### Instructions to follow
Set down each entry as it stands. Skip the pictures.

### Input
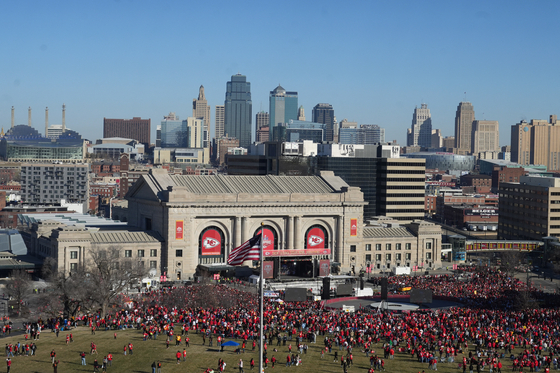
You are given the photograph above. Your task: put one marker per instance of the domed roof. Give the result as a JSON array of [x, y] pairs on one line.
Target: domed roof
[[22, 130]]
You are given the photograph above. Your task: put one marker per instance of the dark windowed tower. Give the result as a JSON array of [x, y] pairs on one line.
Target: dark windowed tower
[[238, 110], [324, 113]]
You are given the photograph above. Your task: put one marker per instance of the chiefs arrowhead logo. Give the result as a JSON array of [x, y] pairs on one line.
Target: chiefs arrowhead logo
[[210, 243], [314, 240]]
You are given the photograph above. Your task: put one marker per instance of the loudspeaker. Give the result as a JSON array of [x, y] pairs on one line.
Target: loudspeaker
[[326, 288], [384, 288]]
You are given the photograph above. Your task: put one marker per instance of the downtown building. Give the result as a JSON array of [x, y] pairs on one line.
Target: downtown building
[[420, 132], [536, 142], [324, 113], [392, 187], [43, 183], [311, 224], [135, 128], [283, 107], [238, 110], [530, 209]]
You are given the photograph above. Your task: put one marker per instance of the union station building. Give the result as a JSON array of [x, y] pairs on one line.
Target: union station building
[[311, 225]]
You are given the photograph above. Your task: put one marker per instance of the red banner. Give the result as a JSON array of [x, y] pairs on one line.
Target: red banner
[[306, 252], [268, 239], [268, 269], [353, 227], [315, 239], [324, 267], [178, 229], [211, 243]]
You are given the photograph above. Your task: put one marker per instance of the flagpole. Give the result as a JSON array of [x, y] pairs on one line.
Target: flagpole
[[261, 310]]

### Answer box
You are given the photograph above. Your task: put one marker per instance of the domed roof. Give the result as a JSON array of [x, y] pairs on one line.
Target: domed roof
[[22, 130]]
You are given the photograph above. Your task: put one marker per instance of the dark windowed tower. Give the result as a JSON array of [x, y] pairs on one line.
Target: dark windowed tower
[[238, 110], [324, 113]]
You are given the photograph above. Your task: put one marker per instance of the chiefs arrowhead logo. Give the result as a JSON array of [x, y] pairs on one line.
Target: chiefs arrowhead logo
[[210, 243], [314, 240]]
You are given the photograph above. Your task: put one marker per instance of the loudspeaker. Give the result as a JSON array of [x, y] pairs on one line.
Target: loudspeaker
[[326, 288], [384, 288]]
You are given the photograph above. Your task: put one marker per instance of the downtown building. Give the result as a JSON array of [x, y] pairs on one line.
Target: downtown building
[[420, 132], [536, 142], [324, 113], [392, 187], [43, 183], [311, 224], [135, 128], [283, 107], [238, 110], [530, 209]]
You are given the photograph above. Your task: put one marker per instance of the union station building. Give the result as a JSON array of [x, y] pairs on one line.
Target: union station building
[[311, 225]]
You are given the photograph above. Your task: put one marker per instance of the red banner. Give the result as a JSON array of [x, y] pairs on one line.
Target: red banner
[[306, 252], [268, 239], [268, 269], [353, 227], [315, 239], [324, 267], [178, 229], [211, 243]]
You are given the photograph above. Your task: put one marker per instance of the flagpole. Give the result as a JSON array of [x, y] pairs on one line.
Target: flagpole
[[261, 310]]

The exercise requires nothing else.